__PROBLEM__
Filter the lines below, copying only those with the string "target".

__INPUT FOR THIS TASK__
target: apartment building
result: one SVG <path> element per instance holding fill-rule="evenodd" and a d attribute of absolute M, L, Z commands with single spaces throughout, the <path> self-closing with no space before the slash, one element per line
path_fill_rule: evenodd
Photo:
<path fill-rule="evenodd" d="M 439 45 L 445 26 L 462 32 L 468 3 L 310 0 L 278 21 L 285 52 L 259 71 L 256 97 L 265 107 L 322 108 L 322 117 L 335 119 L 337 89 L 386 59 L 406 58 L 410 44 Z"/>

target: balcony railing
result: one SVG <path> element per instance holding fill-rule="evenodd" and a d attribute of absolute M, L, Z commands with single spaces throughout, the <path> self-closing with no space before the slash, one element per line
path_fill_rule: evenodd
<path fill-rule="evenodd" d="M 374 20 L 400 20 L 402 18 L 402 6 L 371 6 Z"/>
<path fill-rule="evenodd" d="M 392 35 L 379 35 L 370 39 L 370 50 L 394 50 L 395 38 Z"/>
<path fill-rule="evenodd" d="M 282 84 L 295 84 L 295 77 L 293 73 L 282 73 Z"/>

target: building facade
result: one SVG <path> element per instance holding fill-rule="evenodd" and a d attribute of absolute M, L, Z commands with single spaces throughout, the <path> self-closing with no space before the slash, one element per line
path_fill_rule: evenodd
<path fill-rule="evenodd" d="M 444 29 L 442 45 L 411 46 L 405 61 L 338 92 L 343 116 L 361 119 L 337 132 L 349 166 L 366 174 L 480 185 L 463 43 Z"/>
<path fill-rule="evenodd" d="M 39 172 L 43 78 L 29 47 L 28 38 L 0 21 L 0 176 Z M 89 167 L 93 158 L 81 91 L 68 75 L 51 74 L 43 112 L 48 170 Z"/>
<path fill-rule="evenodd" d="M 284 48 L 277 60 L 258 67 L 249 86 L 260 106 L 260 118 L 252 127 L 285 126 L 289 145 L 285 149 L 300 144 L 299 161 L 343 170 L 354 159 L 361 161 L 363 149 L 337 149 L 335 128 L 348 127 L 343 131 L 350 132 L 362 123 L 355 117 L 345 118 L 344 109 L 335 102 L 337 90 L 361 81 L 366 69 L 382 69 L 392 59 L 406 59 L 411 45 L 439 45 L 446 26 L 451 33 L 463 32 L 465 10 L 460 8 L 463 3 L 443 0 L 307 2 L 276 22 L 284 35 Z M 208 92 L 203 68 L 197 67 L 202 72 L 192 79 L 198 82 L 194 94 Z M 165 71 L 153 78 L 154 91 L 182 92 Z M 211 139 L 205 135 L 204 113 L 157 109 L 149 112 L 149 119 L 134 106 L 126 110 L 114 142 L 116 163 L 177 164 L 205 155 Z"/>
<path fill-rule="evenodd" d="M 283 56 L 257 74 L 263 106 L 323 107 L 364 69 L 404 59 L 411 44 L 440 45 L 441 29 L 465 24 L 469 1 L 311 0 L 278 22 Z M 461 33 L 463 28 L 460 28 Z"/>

__SOLUTION TO THE EXERCISE__
target: apartment building
target: balcony railing
target: building facade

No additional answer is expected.